__What is needed__.
Copy the material below line for line, omitting the pictures.
** start The input **
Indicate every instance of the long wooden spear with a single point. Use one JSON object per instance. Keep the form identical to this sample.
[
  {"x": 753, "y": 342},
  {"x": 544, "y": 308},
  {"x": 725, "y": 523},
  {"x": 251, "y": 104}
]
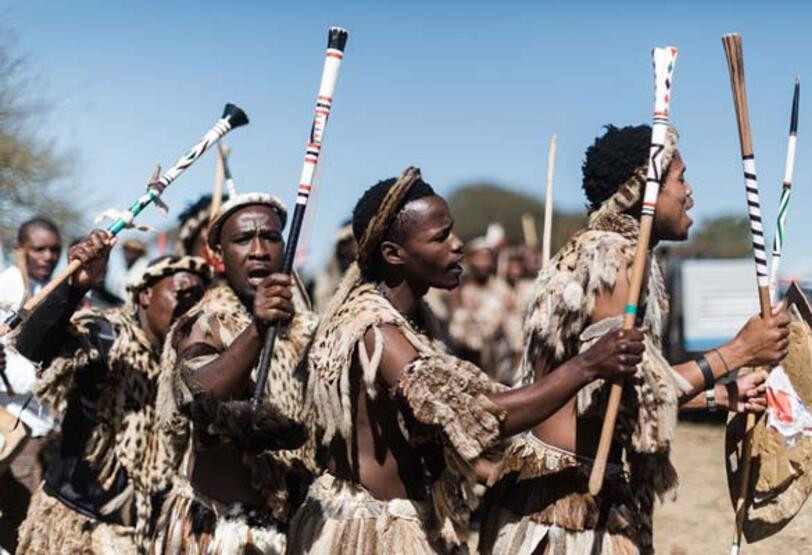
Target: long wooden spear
[
  {"x": 232, "y": 118},
  {"x": 735, "y": 62},
  {"x": 664, "y": 59},
  {"x": 547, "y": 237},
  {"x": 783, "y": 204}
]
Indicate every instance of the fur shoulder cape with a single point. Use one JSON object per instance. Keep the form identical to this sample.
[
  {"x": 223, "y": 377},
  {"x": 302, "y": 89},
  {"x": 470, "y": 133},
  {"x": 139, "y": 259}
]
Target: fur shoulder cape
** end The input **
__Answer in full__.
Indicate every instance of the long wooden spear with a single point. Use one JSON object per instance. Keep the form identical to this sample.
[
  {"x": 753, "y": 342},
  {"x": 544, "y": 308},
  {"x": 725, "y": 523},
  {"x": 251, "y": 104}
]
Target: long wooden spear
[
  {"x": 232, "y": 118},
  {"x": 735, "y": 62},
  {"x": 664, "y": 59},
  {"x": 547, "y": 237},
  {"x": 783, "y": 204}
]
Indicate every instance of the fur shoulder cape with a single point. Use one JSON object per instance. Keep the form identical to this sample.
[
  {"x": 223, "y": 377},
  {"x": 302, "y": 89},
  {"x": 470, "y": 133},
  {"x": 139, "y": 259}
]
Target: fur shoulder cape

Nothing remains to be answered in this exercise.